- Reading text:
···

*Now recruiting - Youth Panel (14-18yrs old only)*
Youth Panel Member
Volunteer Role Description
Locations: Either The Museum of English Rural Life or Reading Museum
Current project:
Jane Austen 250 - May/ June /July 2025
Join the town, nation and world wide celebrations of the 250th anniversary of the birth of Reading schooled writer Jane Austen with a special MPR Youth Panel series of hands on creative workshops. All materials supplied
Thursday 15th May (4.30 - 6 pm)
Blackwork embroidery with Charlotte Hollis at Reading Museum
https://blackworkembroidery.org/
Get stitching like the Austen womenfolk and decorate your own tote bag with simple stitch emojis, letters or flowers.
Staff contact: Anna.
Thursday 19th June (4.30 - 6 pm)
Natural Ink Making with Nicky Culetto at Reading Museum
Explore the history of ink making and discover the wide variety of useful materials and resources found in nature - including the oak gall. Experiment with Jane Austen's own recipe to make the ink with which she penned her famous novels, and play with a range of dip pens, quills, and brushes.
Staff contact: Anna.
Thursday 17th July (4.30 - 6 pm)
Reading reading & writing with Anna Jones at Reading Museum
https://janeaustens.house/teenage-writings/
Jane Austen's House resources Teenage Writings are short, funny, a bit wild and madly inventive. Read, write, learn and play, all inspired by Jane Austen as you've never seen her before...
Staff contact: Anna.
The Youth Panel will suit you if you:
- Enjoy a challenge or creative opportunity
- Are an enthusiastic and effective communicator
- Are committed to being a change-maker within Reading’s culture and heritage sector by helping to ensure our museums and programmes are relevant to younger visitors
What you will gain in return
- gain behind-the-scenes museum experience working with museum and creative industry professionals
- learn transferable skills
- participate in a fantastic project for your CV, UCAS or job application
- meet new people
- practice team work skills
How much time will it take up?
Meetings take place on the third Thursday of the month (except August) from 4:30 to 6pm and usually take place in person. You do not have to attend all meetings.
We know not everyone will be available every session, but please come along when you can. You will be informed in advance where the Youth Panel are meeting.
To apply
Please complete your volunteer registration form on our volunteering platform .
*Please ensure you tick ‘Youth Panel’ in your ‘Interests’ section under My profile, when registering.
If you are using a mobile or tablet, once you click ‘Fill in an Application’, look out for the suggestion ‘It looks like you are on a mobile device. For a better experience on smart phones, go to Mobile Application Form’ and click on the link it suggests.
When you are happy with your application, please don’t forget to click SUBMIT – otherwise we will never receive your form!
Matching to the role
We will check applications on a monthly basis and we send you details about the location of the meeting and the current project.
Further Information about the Museums Partnership Reading Youth Panel
We love to hear regularly from our younger supporters to make sure that we are offering exhibitions and experiences that are of interest across the generations.

···

Records for identifying positions
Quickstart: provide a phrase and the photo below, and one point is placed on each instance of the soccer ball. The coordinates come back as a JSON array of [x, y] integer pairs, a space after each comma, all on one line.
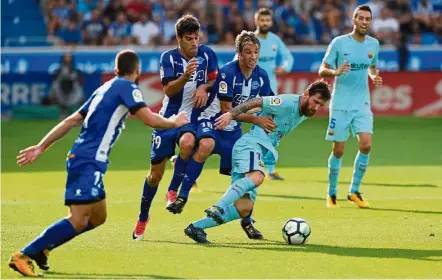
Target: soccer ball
[[296, 231]]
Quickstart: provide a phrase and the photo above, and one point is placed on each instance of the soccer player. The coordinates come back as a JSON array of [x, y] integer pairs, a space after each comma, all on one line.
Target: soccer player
[[186, 72], [350, 58], [236, 82], [102, 121], [275, 59], [288, 111]]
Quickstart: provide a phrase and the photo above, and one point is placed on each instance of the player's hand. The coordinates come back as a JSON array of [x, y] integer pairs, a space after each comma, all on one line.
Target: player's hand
[[180, 119], [29, 155], [191, 67], [280, 71], [377, 80], [223, 120], [199, 97], [343, 69], [266, 123]]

···

- Set tasks:
1/ Answer these questions from the Youth Panel role description, one per line:
(a) What age range is the Youth Panel recruiting?
(b) Who leads the Natural Ink Making workshop?
(c) In which month are there no meetings?
2/ Write the next part of the Youth Panel role description, starting after its final sentence.
These items are separate from the Youth Panel role description.

- The responses:
1/
(a) 14 to 18 years old
(b) Nicky Culetto
(c) August

2/
Our Youth Panel, for young people aged 14 – 18, offers collective work experience opportunities across The MERL and Reading Museum as part of Museums Partnership Reading’s youth programme. We meet monthly to work on a variety of exciting projects which are great for developing a range of transferable skills. Our panel members influence current projects and programming and are change-makers within Reading’s culture and heritage sector.
Inspired by the conversations we have had with Youth Panel members during the Youth Manifesto project, we listened to feedback about the need for the museums to offer age-appropriate activities and something different for teenage audiences and offered an increased number of workshops as part of our public and learning programmes.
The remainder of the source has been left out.